- **Required work**
Reproduce the stretch of the listing from the line containing "Where can you spot the man in white" through the line containing "column 70, row 71", both of those lines included, with every character unchanged.

- **Records provided**
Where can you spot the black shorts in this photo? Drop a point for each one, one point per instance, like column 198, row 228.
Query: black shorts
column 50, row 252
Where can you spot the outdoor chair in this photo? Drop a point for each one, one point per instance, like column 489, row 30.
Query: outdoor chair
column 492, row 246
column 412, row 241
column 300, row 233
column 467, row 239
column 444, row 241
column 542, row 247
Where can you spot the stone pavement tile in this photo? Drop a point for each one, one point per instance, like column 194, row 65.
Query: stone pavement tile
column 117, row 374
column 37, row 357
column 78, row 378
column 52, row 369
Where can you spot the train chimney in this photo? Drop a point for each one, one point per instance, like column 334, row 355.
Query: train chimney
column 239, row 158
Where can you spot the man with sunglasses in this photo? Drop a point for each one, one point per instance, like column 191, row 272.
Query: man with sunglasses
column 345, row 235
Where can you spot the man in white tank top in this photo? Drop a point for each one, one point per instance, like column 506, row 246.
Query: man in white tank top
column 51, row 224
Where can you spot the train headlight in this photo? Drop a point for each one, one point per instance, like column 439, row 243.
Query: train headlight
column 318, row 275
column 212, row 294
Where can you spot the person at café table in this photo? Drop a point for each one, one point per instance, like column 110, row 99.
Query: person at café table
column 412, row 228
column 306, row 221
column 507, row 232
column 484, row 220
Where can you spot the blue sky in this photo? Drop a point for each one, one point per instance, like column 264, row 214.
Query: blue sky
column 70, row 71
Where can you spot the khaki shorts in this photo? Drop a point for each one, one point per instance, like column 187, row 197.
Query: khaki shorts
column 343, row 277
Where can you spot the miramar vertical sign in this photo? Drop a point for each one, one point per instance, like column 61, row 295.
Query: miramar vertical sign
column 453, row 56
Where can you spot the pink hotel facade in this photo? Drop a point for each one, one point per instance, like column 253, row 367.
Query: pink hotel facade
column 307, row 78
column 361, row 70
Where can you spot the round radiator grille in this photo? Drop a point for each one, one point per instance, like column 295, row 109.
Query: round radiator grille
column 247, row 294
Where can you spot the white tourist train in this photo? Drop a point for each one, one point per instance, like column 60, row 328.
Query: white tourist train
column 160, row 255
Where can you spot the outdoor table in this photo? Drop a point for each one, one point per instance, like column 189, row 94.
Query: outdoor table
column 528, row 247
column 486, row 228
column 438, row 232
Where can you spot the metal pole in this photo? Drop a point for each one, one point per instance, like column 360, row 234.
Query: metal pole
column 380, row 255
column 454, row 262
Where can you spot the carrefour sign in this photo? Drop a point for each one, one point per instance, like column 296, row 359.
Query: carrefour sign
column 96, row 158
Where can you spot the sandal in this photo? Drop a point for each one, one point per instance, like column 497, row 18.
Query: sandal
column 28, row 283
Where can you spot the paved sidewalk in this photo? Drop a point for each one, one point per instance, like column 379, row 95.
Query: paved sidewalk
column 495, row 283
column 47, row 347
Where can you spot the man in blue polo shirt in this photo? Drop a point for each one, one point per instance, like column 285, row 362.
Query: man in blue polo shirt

- **Answer to the problem**
Where can you spot the man in white tank top in this photo? Drop a point for each one, one point per instance, like column 506, row 246.
Query: man in white tank top
column 51, row 224
Where can you spot the train headlight in this photo? Drop a point for each one, one point per instance, like column 439, row 243.
Query: train headlight
column 318, row 275
column 212, row 294
Where can you spot the person at café table in this photo? Drop a point for each one, one point per instance, like column 110, row 99.
Query: person at café table
column 412, row 228
column 306, row 221
column 507, row 232
column 484, row 220
Where can you spot the blue sky in this photo? Drop a point for each one, one point per instance, like column 264, row 214.
Query: blue sky
column 70, row 71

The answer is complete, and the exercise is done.